**Required work:**
Convert the listing below into a Markdown table with two columns, Row and Line. Give each line its own numbered row and leave out any blank lines.

+ + + + +

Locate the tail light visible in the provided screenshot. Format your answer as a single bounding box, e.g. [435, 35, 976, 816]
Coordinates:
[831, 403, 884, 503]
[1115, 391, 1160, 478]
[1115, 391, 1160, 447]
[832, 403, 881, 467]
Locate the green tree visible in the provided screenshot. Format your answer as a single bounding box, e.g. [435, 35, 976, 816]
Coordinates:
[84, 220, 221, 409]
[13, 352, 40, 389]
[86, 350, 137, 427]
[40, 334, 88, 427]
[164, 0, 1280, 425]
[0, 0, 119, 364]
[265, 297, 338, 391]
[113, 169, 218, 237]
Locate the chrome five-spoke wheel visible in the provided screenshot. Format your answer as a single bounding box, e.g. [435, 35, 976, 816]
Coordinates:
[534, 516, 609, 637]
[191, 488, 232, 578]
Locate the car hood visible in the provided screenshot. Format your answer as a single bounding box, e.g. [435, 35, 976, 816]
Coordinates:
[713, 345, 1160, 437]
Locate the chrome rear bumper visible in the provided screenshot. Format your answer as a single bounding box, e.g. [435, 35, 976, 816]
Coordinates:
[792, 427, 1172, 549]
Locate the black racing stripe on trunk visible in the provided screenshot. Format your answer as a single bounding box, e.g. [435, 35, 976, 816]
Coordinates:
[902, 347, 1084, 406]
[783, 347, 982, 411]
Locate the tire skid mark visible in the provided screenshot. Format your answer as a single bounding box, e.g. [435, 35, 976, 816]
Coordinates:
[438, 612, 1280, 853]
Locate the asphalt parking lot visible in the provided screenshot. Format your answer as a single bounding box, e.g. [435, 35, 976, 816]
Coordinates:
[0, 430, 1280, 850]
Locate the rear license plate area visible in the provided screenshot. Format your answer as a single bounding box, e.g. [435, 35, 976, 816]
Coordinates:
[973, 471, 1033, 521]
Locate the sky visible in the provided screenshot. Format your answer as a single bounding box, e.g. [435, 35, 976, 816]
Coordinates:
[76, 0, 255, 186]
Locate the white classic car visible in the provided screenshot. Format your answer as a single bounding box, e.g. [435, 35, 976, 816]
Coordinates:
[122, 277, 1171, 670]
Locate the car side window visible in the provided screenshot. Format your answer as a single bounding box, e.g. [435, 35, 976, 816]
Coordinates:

+ + + + +

**Final answer:**
| Row | Line |
|---|---|
| 1 | Locate the tail light visible in the provided screenshot. Format your answer as a single bounding box, e.g. [435, 35, 976, 816] |
| 2 | Coordinates: |
| 3 | [831, 403, 884, 503] |
| 4 | [1115, 391, 1160, 478] |
| 5 | [1115, 391, 1160, 447] |
| 6 | [832, 403, 881, 467] |
| 7 | Locate the green tree visible in the provided screenshot. Format your answer as a single bounding box, e.g. [435, 35, 976, 816] |
| 8 | Coordinates: |
| 9 | [84, 220, 221, 409] |
| 10 | [13, 352, 40, 389] |
| 11 | [86, 350, 137, 427] |
| 12 | [40, 334, 88, 427] |
| 13 | [164, 0, 1280, 425] |
| 14 | [0, 0, 119, 364] |
| 15 | [265, 297, 338, 391] |
| 16 | [113, 169, 218, 237] |
| 17 | Locate the chrome five-spoke wheel visible in the provided screenshot. Format your answer as a single bounding box, e.g. [435, 35, 976, 816] |
| 18 | Coordinates: |
| 19 | [534, 516, 609, 637] |
| 20 | [191, 488, 232, 578] |
| 21 | Locate the car hood visible in the provided screenshot. Format your answer as a single bounding box, e.g. [435, 35, 976, 816] |
| 22 | Coordinates: |
| 23 | [713, 345, 1160, 437] |
| 24 | Locate the chrome rear bumper visible in the provided screenshot. Format your answer as a single bounding box, e.g. [435, 35, 976, 816] |
| 25 | Coordinates: |
| 26 | [792, 427, 1172, 549] |
| 27 | Locate the black racing stripe on trunk visible in the provided screenshot. Format your answer as a single bounding box, e.g. [435, 35, 976, 816] |
| 28 | Coordinates: |
| 29 | [902, 347, 1084, 406] |
| 30 | [783, 347, 982, 411] |
| 31 | Locate the tire skid mark visible in the provided screenshot. Format your answer as a single bounding box, e.g. [435, 35, 976, 816] |
| 32 | Coordinates: |
| 33 | [438, 612, 1280, 853] |
| 34 | Locate the asphalt parking lot visible in the provided screenshot. Format your answer as a single bounding box, e.g. [435, 35, 976, 816] |
| 35 | Coordinates: |
| 36 | [0, 430, 1280, 850] |
| 37 | Locate the rear license plate area visible in the provided screenshot. Format your answer as a single bounding box, e.g. [435, 35, 976, 816] |
| 38 | Coordinates: |
| 39 | [973, 471, 1033, 521] |
| 40 | Locate the sky visible in the provided screenshot. Format your answer as a single bounding box, e.g. [435, 35, 976, 816] |
| 41 | Coordinates: |
| 42 | [76, 0, 255, 186] |
| 43 | Locate the white classic car visible in the provided screenshot. Format your answer as a single bounding box, e.g. [435, 35, 976, 816] |
| 44 | Coordinates: |
| 45 | [122, 277, 1171, 670] |
| 46 | Locate the car side window visible in the provided screenshot. Format your answer as a single bounding box, e.g. [435, 35, 976, 816] |
| 47 | Coordinates: |